DATA PROVIDED>

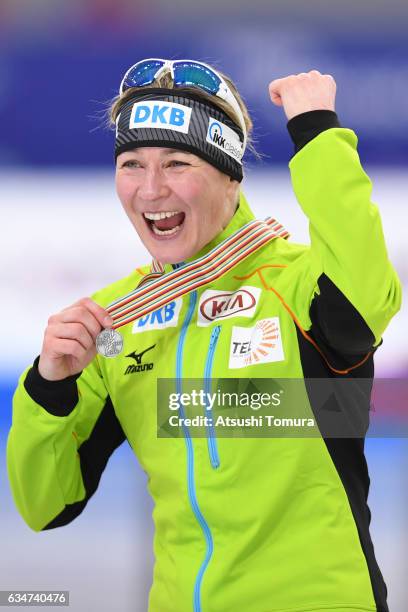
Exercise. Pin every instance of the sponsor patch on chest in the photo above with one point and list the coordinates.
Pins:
(166, 316)
(259, 344)
(218, 304)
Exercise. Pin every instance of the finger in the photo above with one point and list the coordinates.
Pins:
(73, 331)
(66, 346)
(80, 314)
(99, 312)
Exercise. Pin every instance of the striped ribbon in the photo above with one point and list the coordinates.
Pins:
(165, 287)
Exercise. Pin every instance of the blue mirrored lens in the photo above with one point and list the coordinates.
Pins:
(190, 73)
(142, 74)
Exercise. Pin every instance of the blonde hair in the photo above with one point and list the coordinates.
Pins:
(165, 80)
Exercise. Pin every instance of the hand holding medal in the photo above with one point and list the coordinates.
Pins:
(70, 336)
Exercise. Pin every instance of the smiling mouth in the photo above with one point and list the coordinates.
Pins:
(164, 223)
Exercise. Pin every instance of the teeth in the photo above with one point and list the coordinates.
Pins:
(161, 215)
(164, 232)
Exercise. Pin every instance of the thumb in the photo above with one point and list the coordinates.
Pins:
(274, 92)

PROBLEM STATEMENT> Each entry above should be written out verbatim, minus its pictures.

RESPONSE>
Exercise. Pin every instance of the sponsor patch on chest in the photo above with one point and list the coordinates.
Pins:
(166, 316)
(259, 344)
(218, 304)
Exercise. Pin every instance of the finger in the photo above with one point and list the coordinates.
Pins:
(73, 331)
(66, 346)
(80, 314)
(99, 312)
Exercise. Pin every instance of the striped ribbon in the photo above with one point and list the coordinates.
Pins:
(165, 287)
Exercise. Pin every instance of the blue mirrored lens in the photo above with one point and list the coordinates.
Pins:
(190, 73)
(142, 74)
Exercise. Pin every instance of the blonde hair in the photo above with one point and list the coordinates.
Pins:
(165, 80)
Exercise. Pin every instance of the hand holding medal in the photo above with one point and list the coordinates.
Pins:
(70, 336)
Exercise. Pin every instance of the smiling mouth in the photo above with one point and list the coordinates.
Pins:
(164, 223)
Exercise. Pin every instance of the teeth in the photo above with one point and list the coordinates.
Pins:
(161, 215)
(164, 232)
Exercise. Pin every instance of the thumb in the photo above with one point and list the coordinates.
Pins:
(274, 92)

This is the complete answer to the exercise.